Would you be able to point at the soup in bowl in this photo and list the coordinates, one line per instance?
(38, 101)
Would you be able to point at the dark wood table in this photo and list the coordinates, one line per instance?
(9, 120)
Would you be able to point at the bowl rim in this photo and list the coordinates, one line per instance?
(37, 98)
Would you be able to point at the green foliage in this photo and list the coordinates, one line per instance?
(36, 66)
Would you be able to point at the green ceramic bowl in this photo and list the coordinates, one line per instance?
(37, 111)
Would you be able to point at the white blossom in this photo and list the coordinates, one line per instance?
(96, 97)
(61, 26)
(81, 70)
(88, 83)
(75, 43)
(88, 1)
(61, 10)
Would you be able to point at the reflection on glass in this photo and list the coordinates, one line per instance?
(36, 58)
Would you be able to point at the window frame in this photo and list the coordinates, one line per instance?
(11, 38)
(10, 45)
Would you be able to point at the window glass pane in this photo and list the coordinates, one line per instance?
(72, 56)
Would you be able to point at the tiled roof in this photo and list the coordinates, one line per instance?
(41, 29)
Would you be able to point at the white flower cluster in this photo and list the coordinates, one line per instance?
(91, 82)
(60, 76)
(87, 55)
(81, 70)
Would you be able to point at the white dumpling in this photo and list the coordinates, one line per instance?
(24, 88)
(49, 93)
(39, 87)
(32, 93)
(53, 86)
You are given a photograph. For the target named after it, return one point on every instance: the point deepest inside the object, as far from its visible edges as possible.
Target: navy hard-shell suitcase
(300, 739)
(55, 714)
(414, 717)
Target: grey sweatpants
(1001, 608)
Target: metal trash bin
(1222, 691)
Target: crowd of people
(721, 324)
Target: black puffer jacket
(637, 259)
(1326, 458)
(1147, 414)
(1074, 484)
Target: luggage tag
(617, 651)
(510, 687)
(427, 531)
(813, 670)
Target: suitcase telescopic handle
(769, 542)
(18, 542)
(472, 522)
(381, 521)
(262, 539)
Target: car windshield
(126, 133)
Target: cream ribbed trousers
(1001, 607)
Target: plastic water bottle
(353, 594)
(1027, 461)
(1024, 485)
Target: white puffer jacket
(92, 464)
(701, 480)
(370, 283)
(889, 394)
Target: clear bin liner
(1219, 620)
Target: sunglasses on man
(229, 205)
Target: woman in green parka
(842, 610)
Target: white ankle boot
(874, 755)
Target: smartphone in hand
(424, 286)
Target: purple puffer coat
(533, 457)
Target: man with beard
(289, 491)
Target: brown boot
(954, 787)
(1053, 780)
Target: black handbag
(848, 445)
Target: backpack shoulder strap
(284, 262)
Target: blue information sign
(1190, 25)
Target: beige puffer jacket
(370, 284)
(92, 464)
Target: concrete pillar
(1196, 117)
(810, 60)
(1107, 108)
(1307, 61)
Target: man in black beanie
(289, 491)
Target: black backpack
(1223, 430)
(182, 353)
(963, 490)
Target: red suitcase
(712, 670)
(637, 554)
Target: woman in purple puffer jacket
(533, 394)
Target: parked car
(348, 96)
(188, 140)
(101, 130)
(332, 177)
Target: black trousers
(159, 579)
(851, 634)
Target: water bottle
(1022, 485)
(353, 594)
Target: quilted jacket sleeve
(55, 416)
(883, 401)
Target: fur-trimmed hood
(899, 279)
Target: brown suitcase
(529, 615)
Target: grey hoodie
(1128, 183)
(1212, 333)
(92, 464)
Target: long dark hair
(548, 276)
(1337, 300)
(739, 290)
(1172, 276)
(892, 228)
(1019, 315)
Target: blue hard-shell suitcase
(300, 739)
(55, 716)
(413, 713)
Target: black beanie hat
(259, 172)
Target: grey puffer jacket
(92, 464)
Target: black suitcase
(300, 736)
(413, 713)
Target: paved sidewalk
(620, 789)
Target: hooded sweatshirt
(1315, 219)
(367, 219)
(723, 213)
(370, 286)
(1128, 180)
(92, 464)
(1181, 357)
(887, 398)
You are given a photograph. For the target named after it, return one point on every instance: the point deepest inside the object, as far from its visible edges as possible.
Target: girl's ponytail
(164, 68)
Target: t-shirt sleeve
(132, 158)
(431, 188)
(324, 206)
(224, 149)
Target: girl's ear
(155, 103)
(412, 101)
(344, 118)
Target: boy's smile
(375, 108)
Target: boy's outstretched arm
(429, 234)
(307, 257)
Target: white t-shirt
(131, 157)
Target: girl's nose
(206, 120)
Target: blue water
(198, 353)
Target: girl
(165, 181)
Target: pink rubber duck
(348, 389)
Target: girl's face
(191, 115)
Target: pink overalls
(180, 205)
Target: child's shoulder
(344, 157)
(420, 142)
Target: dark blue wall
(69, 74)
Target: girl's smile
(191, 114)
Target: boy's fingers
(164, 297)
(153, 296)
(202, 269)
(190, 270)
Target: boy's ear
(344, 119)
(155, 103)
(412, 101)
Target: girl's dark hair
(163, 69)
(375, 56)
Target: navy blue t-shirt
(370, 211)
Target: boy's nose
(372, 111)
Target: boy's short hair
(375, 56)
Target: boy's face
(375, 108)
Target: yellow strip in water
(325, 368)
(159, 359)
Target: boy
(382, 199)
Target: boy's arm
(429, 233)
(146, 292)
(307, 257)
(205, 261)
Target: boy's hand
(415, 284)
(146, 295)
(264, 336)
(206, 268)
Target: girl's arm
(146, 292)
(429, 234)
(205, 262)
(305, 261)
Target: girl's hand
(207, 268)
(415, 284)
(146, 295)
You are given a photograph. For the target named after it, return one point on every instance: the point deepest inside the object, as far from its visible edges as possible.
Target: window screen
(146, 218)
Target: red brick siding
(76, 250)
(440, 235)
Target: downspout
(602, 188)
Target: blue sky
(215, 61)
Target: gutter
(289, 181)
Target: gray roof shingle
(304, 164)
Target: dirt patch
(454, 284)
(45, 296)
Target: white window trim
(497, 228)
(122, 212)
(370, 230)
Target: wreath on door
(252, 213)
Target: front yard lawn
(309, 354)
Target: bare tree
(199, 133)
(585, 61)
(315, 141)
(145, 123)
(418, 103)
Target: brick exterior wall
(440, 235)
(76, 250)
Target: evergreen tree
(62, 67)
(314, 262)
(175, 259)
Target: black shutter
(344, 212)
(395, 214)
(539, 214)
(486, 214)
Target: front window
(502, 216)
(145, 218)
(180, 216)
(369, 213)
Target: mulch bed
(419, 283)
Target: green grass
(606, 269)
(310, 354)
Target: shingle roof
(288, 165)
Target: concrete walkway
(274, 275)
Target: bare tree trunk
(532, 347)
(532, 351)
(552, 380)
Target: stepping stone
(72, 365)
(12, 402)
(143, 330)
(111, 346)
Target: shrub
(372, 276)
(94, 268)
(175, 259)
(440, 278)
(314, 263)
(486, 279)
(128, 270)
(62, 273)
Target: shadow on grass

▸ Required action: Return all the lines shown above, precisely as they stand.

▸ Result:
Would you be able to point at the soup in bowl in this photo and list the coordinates, one line per instance?
(38, 101)
Would you be able to point at the dark wood table in this photo and list the coordinates, one line per instance?
(9, 120)
Would you be able to point at the bowl rim in this photo and list the coordinates, one line per instance?
(37, 98)
Would you be able to point at the green foliage in this photo and list the coordinates, one line per instance?
(36, 66)
Would you be able to point at the green ceramic bowl in this photo and list the coordinates, one line per instance?
(37, 111)
Would you be able to point at the white blossom in this photo and list the coordinates, one line per instance?
(96, 97)
(61, 26)
(81, 70)
(88, 83)
(75, 43)
(88, 1)
(61, 10)
Would you be able to point at the reflection on glass in this photo and list the coordinates, one line per instance?
(36, 58)
Would you be able to point at the window frame in this photo and list the coordinates, one line per instance?
(11, 38)
(10, 45)
Would you be able to point at the window glass pane in this photo and list the coordinates, one line per instance?
(72, 56)
Would you be able to point at the tiled roof in this photo and list the coordinates, one line per instance?
(41, 29)
Would you be able to point at the white flower cluster in this photo and list the coordinates, one line per instance?
(91, 82)
(60, 76)
(87, 55)
(81, 70)
Would you be able to point at the white dumpling in this photo and list the coordinates, one line per instance?
(24, 88)
(49, 93)
(39, 87)
(32, 93)
(53, 86)
You are given a photograph. For the target named after it, return one point on every instance: the point deepest inside the object, as far from its visible edges as possible.
Target: navy hard-shell suitcase
(300, 739)
(55, 714)
(414, 717)
Target: grey sweatpants
(1001, 608)
Target: metal trash bin
(1222, 691)
Target: crowd of people
(721, 324)
Target: black puffer jacket
(637, 259)
(1326, 458)
(1147, 414)
(1074, 484)
Target: luggage tag
(617, 651)
(510, 687)
(427, 531)
(813, 670)
Target: suitcase telescopic handle
(769, 542)
(18, 542)
(472, 522)
(381, 521)
(262, 539)
Target: car windshield
(126, 133)
Target: cream ribbed trousers
(1001, 607)
Target: plastic water bottle
(353, 594)
(1027, 461)
(1024, 485)
Target: white puffer jacket
(92, 464)
(701, 480)
(370, 283)
(889, 394)
Target: clear bin liner
(1219, 620)
Target: sunglasses on man
(229, 205)
Target: woman in green parka
(842, 610)
Target: white ankle boot
(874, 755)
Target: smartphone in hand
(424, 286)
Target: purple puffer coat
(533, 457)
Target: man with beard
(289, 491)
Target: brown boot
(954, 787)
(1053, 780)
Target: black handbag
(848, 445)
Target: backpack shoulder strap
(284, 262)
Target: blue information sign
(1190, 25)
Target: beige puffer jacket
(370, 284)
(92, 464)
Target: concrete pillar
(1196, 117)
(810, 60)
(1107, 108)
(1307, 61)
Target: man in black beanie
(289, 491)
Target: black backpack
(1223, 430)
(182, 353)
(963, 490)
Target: red suitcase
(712, 670)
(637, 554)
Target: woman in purple puffer jacket
(533, 394)
Target: parked car
(348, 96)
(188, 140)
(101, 130)
(332, 177)
Target: black trousers
(159, 579)
(851, 634)
Target: water bottle
(1022, 485)
(353, 594)
Target: quilted jacket sleeve
(55, 416)
(883, 401)
Target: fur-trimmed hood
(899, 279)
Target: brown suitcase
(529, 615)
Target: grey hoodie
(1128, 183)
(1212, 333)
(92, 464)
Target: long dark hair
(548, 276)
(1337, 300)
(739, 290)
(1172, 276)
(892, 228)
(1019, 315)
Target: blue hard-shell suitcase
(300, 739)
(55, 716)
(413, 713)
Target: black beanie hat
(259, 172)
Target: grey puffer jacket
(92, 464)
Target: black suitcase
(300, 736)
(413, 713)
Target: paved sidewalk
(620, 789)
Target: hooded sweatshirt
(1315, 219)
(367, 219)
(723, 213)
(370, 286)
(1128, 180)
(92, 464)
(1181, 357)
(887, 398)
You are given a photograph. For the target named after it, return one point on every instance: the point deepest inside the object, as far from its visible edges as possible.
Target: girl's ponytail
(164, 68)
Target: t-shirt sleeve
(132, 158)
(431, 188)
(324, 206)
(224, 149)
Target: girl's ear
(155, 103)
(412, 101)
(344, 118)
Target: boy's smile
(375, 108)
Target: boy's outstretched arm
(429, 234)
(307, 257)
Target: white t-shirt
(131, 157)
Target: girl's nose
(206, 120)
Target: blue water
(198, 353)
Target: girl
(165, 181)
Target: pink rubber duck
(348, 389)
Target: girl's face
(191, 115)
Target: pink overalls
(180, 205)
Target: child's shoulder
(344, 157)
(420, 142)
Target: dark blue wall
(69, 74)
Target: girl's smile
(191, 114)
Target: boy's fingers
(164, 297)
(153, 296)
(202, 269)
(190, 270)
Target: boy's ear
(344, 119)
(155, 103)
(412, 101)
Target: girl's dark hair
(163, 69)
(375, 56)
Target: navy blue t-shirt
(370, 211)
Target: boy's nose
(372, 111)
Target: boy's short hair
(375, 56)
Target: boy's face
(375, 108)
Target: yellow strip in water
(325, 368)
(159, 359)
Target: boy
(382, 199)
Target: boy's arm
(429, 233)
(146, 292)
(307, 257)
(205, 261)
Target: boy's hand
(415, 284)
(146, 295)
(264, 336)
(206, 268)
Target: girl's arm
(146, 292)
(429, 234)
(205, 262)
(305, 261)
Target: girl's hand
(207, 268)
(415, 284)
(146, 295)
You are given a photograph. For the target named after it, return one point on every instance: the point deepest inside the object, as far from its visible edges as possible.
Target: window screen
(146, 218)
Target: red brick siding
(76, 250)
(440, 235)
Target: downspout
(602, 188)
Target: blue sky
(215, 61)
Target: gutter
(289, 181)
Target: gray roof shingle
(304, 164)
Target: dirt patch
(454, 284)
(45, 296)
Target: white window trim
(497, 228)
(122, 212)
(370, 230)
Target: wreath on door
(252, 213)
Target: front yard lawn
(309, 354)
Target: bare tree
(199, 133)
(585, 61)
(315, 141)
(145, 123)
(418, 103)
Target: brick exterior wall
(440, 235)
(76, 250)
Target: evergreen tree
(62, 67)
(314, 262)
(175, 259)
Target: black shutter
(344, 212)
(395, 214)
(539, 214)
(486, 214)
Target: front window
(502, 216)
(145, 218)
(180, 216)
(369, 213)
Target: mulch bed
(419, 283)
Target: green grass
(606, 269)
(310, 354)
Target: shingle roof
(288, 165)
Target: concrete walkway
(274, 275)
Target: bare tree trunk
(532, 347)
(532, 351)
(552, 380)
Target: stepping stone
(72, 365)
(12, 402)
(143, 330)
(111, 346)
Target: shrub
(372, 276)
(94, 268)
(175, 259)
(440, 278)
(314, 263)
(486, 279)
(128, 270)
(62, 273)
Target: shadow on grass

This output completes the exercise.